## Work required:
Take the line with "Could you mark every instance of the white" and every line after it in the data. Transcribe them exactly, through the last.

Stored entries:
____________

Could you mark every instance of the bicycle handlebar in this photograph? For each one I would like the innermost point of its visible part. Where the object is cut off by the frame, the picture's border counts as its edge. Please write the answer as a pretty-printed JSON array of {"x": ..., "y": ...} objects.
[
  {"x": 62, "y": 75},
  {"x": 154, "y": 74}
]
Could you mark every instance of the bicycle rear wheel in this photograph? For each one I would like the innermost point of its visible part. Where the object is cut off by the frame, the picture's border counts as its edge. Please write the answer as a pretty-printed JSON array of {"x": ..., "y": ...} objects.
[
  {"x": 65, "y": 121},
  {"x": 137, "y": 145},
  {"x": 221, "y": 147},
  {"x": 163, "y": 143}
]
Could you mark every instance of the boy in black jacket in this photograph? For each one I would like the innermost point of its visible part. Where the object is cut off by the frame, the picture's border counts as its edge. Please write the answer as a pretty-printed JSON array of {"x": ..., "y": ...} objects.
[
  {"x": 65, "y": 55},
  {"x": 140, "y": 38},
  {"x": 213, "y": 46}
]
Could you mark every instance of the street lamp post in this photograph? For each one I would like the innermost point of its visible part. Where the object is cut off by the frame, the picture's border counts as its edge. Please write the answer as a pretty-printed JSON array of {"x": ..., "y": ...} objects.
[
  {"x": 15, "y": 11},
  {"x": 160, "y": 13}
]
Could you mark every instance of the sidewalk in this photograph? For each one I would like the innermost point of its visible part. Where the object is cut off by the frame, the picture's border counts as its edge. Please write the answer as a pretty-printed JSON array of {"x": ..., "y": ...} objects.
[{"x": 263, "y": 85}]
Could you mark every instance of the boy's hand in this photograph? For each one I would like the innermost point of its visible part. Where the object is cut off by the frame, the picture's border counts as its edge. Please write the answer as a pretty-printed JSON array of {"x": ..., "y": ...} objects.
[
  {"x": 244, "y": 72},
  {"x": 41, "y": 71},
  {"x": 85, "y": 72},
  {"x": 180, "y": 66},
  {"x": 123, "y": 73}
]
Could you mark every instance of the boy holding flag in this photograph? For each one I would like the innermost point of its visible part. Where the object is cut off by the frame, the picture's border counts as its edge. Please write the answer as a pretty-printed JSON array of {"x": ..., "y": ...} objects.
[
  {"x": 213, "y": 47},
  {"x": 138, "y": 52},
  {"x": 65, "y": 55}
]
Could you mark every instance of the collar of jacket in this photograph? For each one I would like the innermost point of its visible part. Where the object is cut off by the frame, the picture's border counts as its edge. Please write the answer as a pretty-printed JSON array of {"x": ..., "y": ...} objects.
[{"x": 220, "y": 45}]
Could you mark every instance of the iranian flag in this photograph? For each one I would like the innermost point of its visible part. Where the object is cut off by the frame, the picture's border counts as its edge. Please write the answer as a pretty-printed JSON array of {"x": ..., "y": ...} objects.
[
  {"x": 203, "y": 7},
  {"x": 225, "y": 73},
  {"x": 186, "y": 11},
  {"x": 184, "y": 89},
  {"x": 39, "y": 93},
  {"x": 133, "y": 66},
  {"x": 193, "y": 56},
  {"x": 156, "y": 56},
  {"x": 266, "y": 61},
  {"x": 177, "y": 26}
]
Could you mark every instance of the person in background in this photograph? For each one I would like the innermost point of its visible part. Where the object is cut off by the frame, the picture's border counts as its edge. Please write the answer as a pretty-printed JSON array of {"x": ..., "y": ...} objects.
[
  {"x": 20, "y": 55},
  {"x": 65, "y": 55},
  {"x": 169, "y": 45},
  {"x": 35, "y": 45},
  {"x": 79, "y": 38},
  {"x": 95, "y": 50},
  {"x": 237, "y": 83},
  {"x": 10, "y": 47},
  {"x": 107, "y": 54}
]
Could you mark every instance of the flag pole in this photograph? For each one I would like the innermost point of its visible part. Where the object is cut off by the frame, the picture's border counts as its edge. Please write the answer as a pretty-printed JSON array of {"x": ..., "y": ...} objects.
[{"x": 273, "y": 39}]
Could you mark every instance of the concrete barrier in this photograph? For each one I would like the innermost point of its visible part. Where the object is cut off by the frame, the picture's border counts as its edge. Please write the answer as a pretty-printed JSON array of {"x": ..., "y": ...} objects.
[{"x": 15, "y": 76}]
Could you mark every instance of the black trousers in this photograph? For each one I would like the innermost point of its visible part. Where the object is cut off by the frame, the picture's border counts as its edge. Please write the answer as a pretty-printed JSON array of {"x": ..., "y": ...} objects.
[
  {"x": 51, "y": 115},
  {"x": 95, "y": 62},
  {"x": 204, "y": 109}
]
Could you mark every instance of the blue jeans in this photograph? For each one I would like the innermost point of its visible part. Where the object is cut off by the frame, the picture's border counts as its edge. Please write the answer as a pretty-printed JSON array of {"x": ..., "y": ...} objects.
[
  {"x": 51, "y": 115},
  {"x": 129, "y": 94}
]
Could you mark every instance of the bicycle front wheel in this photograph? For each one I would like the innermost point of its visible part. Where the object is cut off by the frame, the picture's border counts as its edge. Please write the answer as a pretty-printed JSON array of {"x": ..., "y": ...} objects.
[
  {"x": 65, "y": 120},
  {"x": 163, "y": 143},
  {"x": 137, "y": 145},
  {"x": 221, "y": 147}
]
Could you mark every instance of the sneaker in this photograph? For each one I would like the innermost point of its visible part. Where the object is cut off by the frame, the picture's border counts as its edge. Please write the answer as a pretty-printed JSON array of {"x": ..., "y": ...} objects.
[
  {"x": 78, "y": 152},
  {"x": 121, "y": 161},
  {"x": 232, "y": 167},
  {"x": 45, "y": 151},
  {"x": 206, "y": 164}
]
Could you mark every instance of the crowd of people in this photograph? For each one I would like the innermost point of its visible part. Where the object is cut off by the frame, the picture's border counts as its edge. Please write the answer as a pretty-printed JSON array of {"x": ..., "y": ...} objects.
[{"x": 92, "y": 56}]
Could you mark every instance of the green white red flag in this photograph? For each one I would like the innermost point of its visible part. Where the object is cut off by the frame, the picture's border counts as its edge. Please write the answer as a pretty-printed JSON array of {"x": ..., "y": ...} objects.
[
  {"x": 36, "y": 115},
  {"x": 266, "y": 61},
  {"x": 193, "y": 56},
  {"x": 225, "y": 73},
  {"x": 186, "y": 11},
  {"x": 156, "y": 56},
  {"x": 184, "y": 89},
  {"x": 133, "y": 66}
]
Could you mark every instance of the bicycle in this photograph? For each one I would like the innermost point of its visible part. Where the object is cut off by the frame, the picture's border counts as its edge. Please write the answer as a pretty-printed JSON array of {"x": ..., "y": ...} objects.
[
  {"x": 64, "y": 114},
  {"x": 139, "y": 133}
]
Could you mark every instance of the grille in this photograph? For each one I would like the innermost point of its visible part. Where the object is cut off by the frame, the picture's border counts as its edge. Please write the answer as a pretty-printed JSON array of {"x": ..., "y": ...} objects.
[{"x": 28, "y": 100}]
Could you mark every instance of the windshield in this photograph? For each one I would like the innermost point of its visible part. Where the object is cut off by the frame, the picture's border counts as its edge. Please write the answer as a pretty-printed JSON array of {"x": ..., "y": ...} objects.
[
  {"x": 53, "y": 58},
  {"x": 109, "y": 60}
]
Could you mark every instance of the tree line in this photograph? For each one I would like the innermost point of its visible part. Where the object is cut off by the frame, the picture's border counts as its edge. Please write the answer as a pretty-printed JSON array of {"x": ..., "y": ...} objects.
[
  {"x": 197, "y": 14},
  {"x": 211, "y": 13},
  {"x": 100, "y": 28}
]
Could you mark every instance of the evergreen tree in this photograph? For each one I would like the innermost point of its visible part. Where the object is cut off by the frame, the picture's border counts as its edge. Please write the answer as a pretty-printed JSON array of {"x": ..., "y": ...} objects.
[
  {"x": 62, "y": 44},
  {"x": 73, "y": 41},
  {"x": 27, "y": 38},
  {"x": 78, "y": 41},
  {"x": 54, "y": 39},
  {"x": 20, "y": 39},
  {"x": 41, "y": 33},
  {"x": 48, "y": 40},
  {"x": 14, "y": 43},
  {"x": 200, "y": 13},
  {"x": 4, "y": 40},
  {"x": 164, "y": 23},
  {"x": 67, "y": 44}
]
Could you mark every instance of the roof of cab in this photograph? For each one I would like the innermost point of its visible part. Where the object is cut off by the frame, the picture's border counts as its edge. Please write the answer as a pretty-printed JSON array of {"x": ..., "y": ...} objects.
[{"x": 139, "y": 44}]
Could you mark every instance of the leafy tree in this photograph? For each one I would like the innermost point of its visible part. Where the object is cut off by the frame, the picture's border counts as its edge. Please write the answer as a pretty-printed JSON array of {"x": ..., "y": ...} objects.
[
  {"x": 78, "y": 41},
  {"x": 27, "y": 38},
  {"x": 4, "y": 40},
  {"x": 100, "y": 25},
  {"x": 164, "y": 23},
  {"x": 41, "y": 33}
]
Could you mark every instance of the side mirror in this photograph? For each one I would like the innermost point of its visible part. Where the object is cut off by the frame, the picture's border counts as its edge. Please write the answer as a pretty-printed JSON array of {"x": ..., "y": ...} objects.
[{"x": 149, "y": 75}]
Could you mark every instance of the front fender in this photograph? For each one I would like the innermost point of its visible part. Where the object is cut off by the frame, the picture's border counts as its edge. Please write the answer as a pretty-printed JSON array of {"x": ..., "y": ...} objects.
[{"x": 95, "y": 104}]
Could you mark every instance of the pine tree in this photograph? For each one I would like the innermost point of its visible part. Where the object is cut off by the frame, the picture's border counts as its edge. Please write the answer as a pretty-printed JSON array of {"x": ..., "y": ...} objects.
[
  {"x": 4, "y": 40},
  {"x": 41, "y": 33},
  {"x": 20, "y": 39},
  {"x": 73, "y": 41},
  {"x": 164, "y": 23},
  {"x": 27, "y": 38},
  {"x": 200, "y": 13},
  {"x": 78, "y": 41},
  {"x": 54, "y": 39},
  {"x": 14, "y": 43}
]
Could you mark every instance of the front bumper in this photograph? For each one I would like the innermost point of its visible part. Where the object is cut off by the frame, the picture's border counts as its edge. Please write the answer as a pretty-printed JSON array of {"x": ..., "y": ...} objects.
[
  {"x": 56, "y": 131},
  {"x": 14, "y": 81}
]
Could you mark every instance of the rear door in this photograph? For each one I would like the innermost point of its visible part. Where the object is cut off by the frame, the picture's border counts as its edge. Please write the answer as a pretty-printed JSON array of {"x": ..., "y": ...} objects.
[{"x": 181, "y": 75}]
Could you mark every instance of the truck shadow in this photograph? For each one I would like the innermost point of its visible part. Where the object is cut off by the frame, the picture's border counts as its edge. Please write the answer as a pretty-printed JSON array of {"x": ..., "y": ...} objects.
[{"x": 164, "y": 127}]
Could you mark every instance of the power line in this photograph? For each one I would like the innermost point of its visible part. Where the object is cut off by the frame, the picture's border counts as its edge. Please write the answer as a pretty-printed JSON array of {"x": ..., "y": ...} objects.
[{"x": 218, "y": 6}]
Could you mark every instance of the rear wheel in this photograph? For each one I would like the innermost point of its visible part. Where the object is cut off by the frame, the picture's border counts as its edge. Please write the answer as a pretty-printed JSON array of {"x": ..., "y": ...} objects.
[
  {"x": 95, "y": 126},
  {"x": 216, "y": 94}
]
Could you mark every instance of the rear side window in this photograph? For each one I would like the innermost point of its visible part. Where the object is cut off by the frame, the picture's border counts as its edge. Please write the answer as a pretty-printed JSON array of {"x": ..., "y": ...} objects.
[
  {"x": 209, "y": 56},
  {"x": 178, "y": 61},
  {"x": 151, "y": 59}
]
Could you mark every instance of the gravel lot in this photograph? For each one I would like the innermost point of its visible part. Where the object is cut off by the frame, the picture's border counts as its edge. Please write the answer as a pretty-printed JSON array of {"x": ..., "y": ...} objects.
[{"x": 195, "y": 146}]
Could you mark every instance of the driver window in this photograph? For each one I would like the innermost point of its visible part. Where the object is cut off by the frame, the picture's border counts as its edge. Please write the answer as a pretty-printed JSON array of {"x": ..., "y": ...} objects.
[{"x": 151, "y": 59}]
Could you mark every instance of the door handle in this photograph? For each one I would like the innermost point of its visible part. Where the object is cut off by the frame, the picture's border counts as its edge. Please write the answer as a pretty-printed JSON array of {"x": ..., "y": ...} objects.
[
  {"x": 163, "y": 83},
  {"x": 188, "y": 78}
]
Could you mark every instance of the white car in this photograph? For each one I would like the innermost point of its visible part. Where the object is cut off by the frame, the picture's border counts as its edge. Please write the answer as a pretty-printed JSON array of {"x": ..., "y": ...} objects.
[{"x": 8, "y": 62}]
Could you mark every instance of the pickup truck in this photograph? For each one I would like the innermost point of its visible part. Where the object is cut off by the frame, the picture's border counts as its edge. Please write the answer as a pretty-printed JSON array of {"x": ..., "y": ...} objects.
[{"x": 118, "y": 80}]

____________

## Written solution:
Could you mark every instance of the white car in this photograph? For each one I would like the innermost point of its visible part. Where the object is cut off by the frame, the picture's border counts as its edge. Please write the answer as a pretty-printed JSON array of {"x": ..., "y": ...} objects.
[{"x": 8, "y": 62}]
Could you mark every instance of the pickup truck in this photograph? For each one I would like the innermost point of its visible part. Where the object is cut off by the frame, the picture's border counts as its edge. Please write the answer as a pretty-printed JSON array of {"x": ..., "y": ...} objects.
[{"x": 118, "y": 80}]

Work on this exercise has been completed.